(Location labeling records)
______________________________
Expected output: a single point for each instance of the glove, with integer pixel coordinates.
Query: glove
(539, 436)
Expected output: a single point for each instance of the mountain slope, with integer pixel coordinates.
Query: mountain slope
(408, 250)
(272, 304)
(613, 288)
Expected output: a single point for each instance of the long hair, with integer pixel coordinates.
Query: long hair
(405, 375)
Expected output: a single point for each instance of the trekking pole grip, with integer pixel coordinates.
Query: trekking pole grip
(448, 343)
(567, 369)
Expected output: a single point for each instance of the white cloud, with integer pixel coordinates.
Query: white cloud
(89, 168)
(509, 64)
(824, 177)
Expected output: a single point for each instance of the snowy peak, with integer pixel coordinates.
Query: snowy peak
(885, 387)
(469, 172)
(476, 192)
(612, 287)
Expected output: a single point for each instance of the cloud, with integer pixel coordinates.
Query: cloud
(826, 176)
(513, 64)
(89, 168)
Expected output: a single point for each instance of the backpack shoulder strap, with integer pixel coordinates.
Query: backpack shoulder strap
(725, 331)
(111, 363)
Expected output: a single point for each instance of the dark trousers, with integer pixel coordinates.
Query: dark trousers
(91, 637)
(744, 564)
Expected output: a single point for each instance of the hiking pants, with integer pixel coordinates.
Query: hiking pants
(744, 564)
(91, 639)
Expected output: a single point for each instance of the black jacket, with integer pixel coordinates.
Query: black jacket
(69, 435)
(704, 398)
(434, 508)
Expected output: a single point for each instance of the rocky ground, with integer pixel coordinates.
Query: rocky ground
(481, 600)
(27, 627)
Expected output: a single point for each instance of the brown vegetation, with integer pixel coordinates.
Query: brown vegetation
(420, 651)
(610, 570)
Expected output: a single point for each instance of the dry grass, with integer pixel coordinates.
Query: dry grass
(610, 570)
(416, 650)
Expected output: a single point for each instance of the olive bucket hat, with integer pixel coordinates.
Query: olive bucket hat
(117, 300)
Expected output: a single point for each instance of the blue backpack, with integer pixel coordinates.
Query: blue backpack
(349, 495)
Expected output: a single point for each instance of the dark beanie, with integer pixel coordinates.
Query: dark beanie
______________________________
▸ **WHAT YOU NEED TO DO**
Reproduce the lines from the one containing "Expected output: a single point for each instance of the brown" through the end of the lines, swapping "dry grass" for "withered grass" and leaving everything else unchanged.

▸ **SOLVED PROBLEM**
Expected output: a single point for each instance of the brown vegetation, with integer pixel coordinates.
Query: brown vegetation
(420, 651)
(610, 570)
Expected output: a single point for each instance of the withered grass, with integer pixel coordinates.
Query: withered grass
(610, 570)
(416, 650)
Expected output: a single point for each instance of the olive bucket hat, with integer pixel coordinates.
Query: olive bucket hat
(117, 300)
Expected output: a single point for each instance of the blue backpack, with integer pixel coordinates.
Query: blue backpack
(349, 495)
Expected output: a single point for each instance of the dark beanie, with integer pixel coordinates.
Query: dark beanie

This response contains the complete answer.